**Exercise task**
Write the next part of the Capital Ring walk account from Richmond toward Hanwell, picking up after the path heads inland through Syon Park.

**Provided text**
_ _ _ _
There’s still quite a gap between the amount of the capital ring walk that I’ve blogged about, and the amount that I’ve walked, so this posting covers one and a half sections, from Richmond to Osterley Lock and thence on to Hanwell, which we covered in the first part of May.

 
Supermoon tide in RichmondWe started in Richmond, with the river, unusually, so high that water almost lapped across the pavement.  This was a combination of a wet few days immediately before, of arriving shortly after high tide, and the effect of a ‘supermoon’ – an unusually bright and bold moon in the first week of May (I said that I’ve been slow in keeping the blog up to date)

The section from Richmond to Osterley Lock is mostly ‘blue’ rather than ‘green’ in that it follows water rather than parkland.  At first it follows the Thames, and the western crossing of the Thames is by a footbridge, rather busier than the Woolwich foot tunnel which constitutes the eastern crossing, by Richmond Lock.  Once back on the north side of the river, there’s a stretch beside the Thames, then a short leg of road walking, another Thames-side stroll through the attractive village of Isleworth, before the path heads inland through Syon Park.
_ _ _ _
**Data entries**
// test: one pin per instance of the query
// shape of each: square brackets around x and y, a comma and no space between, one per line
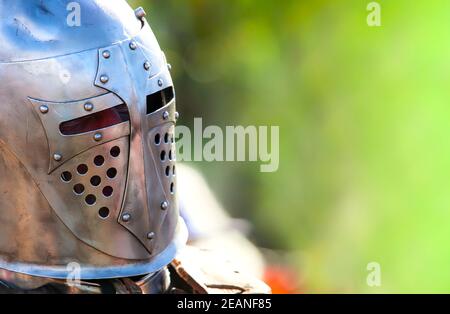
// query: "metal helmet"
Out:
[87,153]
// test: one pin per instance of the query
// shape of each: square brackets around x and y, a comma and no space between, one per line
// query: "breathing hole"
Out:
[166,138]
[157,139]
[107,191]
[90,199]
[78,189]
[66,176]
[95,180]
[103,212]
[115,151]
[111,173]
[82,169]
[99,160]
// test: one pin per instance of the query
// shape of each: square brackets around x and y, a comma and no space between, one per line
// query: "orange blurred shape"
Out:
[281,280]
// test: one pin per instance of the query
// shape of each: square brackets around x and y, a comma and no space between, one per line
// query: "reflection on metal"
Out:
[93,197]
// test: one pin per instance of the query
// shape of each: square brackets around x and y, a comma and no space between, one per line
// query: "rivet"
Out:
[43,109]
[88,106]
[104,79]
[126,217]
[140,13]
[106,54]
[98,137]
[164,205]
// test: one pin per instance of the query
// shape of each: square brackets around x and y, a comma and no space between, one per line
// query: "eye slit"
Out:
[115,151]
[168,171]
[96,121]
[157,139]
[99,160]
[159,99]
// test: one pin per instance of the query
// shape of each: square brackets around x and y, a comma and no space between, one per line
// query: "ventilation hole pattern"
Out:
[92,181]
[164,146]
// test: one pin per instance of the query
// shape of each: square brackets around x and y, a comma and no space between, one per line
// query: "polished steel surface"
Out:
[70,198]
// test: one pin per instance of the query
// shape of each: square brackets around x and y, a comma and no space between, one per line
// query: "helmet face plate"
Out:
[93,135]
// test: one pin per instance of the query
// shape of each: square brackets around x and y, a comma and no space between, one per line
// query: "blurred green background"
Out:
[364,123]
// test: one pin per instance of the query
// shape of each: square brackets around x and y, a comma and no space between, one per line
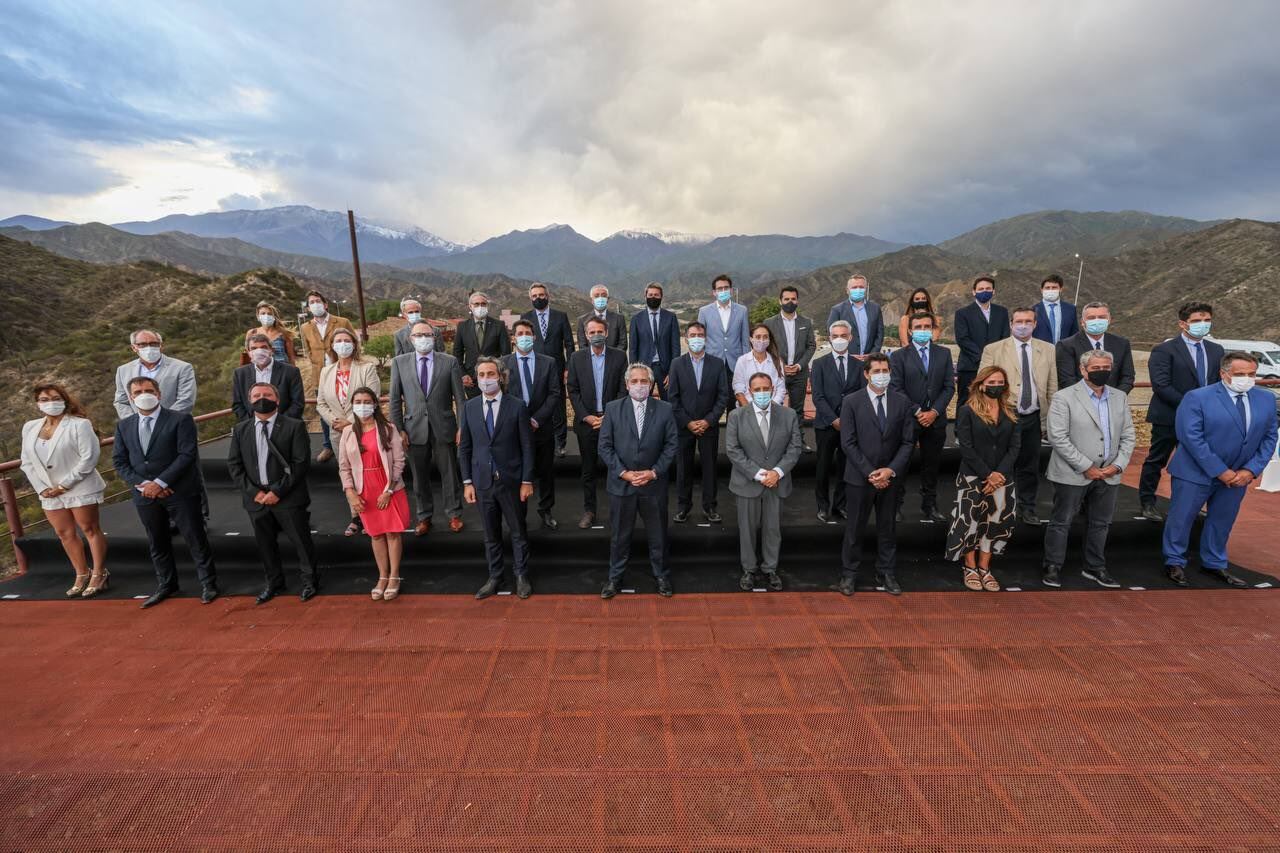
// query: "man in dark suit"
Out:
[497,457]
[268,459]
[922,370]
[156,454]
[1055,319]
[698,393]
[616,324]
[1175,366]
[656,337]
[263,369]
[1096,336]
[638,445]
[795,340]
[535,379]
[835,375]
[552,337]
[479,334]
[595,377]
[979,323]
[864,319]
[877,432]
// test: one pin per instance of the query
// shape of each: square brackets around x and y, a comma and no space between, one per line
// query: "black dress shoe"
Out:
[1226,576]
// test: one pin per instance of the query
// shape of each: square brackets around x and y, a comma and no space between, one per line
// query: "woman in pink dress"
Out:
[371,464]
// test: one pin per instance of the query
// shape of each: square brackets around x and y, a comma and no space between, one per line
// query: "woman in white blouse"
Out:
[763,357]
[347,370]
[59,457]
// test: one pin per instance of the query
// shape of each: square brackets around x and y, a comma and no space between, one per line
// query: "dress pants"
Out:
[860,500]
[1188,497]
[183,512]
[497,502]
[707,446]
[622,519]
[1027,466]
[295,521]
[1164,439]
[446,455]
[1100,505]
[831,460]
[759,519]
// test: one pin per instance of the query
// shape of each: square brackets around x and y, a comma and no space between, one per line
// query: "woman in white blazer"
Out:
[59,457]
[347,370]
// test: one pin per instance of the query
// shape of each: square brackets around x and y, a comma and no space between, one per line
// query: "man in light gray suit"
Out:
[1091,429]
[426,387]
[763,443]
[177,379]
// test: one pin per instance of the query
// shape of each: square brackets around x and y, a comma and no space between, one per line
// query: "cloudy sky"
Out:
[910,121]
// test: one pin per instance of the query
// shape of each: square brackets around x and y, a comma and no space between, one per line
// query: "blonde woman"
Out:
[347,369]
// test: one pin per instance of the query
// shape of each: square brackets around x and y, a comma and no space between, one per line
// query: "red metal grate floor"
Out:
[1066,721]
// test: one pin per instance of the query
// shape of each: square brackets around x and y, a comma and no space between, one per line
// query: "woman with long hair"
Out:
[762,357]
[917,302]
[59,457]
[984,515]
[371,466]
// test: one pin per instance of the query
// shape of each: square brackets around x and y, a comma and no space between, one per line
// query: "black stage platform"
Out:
_ _ _ _
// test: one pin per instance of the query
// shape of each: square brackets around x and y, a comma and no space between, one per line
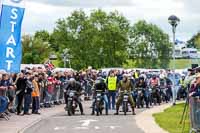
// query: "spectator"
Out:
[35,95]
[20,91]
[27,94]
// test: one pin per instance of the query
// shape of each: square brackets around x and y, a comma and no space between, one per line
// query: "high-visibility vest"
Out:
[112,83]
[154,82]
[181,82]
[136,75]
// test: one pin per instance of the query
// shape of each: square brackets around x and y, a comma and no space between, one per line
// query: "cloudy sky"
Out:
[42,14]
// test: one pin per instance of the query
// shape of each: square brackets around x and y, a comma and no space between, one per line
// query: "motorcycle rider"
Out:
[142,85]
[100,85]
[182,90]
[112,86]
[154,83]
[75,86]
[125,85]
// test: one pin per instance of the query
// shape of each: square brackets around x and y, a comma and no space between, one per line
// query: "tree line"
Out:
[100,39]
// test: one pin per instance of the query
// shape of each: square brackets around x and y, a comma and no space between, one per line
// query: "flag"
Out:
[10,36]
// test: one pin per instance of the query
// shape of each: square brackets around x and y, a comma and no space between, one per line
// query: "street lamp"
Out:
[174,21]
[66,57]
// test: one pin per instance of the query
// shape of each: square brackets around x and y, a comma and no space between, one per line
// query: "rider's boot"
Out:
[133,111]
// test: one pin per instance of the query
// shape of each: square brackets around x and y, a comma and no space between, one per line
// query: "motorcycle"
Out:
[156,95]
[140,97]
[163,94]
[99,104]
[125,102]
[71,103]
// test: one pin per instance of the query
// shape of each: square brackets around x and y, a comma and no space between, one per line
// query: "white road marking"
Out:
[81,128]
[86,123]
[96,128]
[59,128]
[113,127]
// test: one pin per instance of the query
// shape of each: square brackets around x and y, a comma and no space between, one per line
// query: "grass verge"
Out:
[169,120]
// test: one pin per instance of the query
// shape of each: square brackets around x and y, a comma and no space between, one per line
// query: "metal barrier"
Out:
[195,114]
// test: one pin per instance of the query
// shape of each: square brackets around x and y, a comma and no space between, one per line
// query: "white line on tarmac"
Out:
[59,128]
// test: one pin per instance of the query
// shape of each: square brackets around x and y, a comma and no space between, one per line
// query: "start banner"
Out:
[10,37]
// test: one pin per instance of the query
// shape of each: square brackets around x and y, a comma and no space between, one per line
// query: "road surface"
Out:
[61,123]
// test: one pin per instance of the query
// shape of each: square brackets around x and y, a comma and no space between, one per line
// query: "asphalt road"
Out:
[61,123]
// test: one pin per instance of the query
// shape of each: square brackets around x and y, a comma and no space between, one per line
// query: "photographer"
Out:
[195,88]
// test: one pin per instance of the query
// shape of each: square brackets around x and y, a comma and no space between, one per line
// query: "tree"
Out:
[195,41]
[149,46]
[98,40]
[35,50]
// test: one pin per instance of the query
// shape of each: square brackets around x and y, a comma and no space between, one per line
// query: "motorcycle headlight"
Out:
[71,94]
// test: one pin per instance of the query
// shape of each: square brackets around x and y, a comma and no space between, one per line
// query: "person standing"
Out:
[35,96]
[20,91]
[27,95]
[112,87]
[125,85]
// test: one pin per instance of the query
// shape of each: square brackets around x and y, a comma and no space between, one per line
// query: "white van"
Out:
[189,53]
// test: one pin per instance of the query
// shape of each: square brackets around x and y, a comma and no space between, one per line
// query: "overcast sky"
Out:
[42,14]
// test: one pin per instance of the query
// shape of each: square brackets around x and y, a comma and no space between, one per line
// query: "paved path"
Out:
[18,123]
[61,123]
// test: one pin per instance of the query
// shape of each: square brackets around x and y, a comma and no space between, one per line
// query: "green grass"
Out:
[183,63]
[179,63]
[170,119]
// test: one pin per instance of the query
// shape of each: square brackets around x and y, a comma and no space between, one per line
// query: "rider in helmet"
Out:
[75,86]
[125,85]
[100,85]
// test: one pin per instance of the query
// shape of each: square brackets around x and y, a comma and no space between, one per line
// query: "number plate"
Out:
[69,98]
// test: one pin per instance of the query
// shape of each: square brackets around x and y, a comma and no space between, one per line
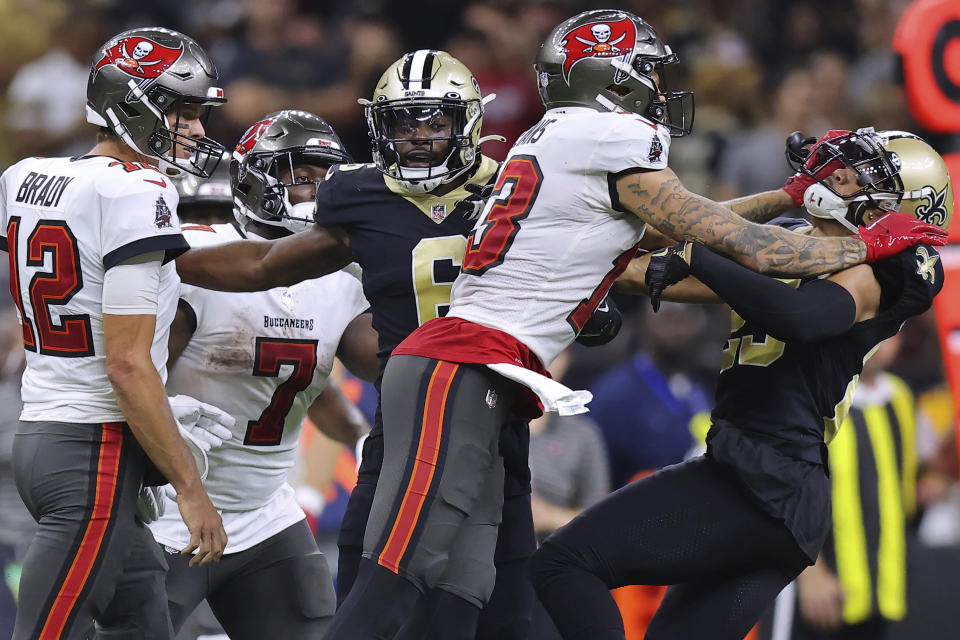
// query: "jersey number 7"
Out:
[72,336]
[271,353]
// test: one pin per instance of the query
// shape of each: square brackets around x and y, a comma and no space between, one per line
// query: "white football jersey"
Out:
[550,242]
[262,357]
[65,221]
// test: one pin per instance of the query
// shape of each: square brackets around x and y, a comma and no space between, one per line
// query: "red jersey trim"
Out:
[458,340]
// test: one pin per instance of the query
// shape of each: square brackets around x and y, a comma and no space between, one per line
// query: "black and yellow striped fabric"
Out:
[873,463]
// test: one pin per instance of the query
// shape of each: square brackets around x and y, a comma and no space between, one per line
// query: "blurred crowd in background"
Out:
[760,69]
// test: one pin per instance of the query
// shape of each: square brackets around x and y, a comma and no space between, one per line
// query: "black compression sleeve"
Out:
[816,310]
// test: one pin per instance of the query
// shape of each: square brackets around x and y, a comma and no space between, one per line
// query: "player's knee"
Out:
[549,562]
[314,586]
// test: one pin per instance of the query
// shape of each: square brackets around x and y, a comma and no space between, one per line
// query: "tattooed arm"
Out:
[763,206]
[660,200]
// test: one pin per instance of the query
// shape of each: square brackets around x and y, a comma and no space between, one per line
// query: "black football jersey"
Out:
_ _ _ _
**Written answer**
Syon House is the London home of the Duke of Northumberland (there’s also a Duke of Northumberland’s river), and was designed by Robert Adam.  Over the years the Northumberland family have been enterprising about finding ways to exploit their family home commercially, so the house itself was in use for some opulent-looking event when we passed.  There’s a long-established garden centre, and at one time the park was also home to the London Butterfly House, an attraction that wouldn’t look out of place on the fantasy Piccadilly Line but this disappeared and a large but remarkably unobtrusive luxury hotel has taken its place.

Locks seem to be everywhere in the ‘blue’ sections of the walk, and after crossing Syon Park the Capital Ring joins the Grand Union Canal, by a lock, in Brentford.  Further on, the buildings alongside the canal include this fine lock-keeper’s cottage.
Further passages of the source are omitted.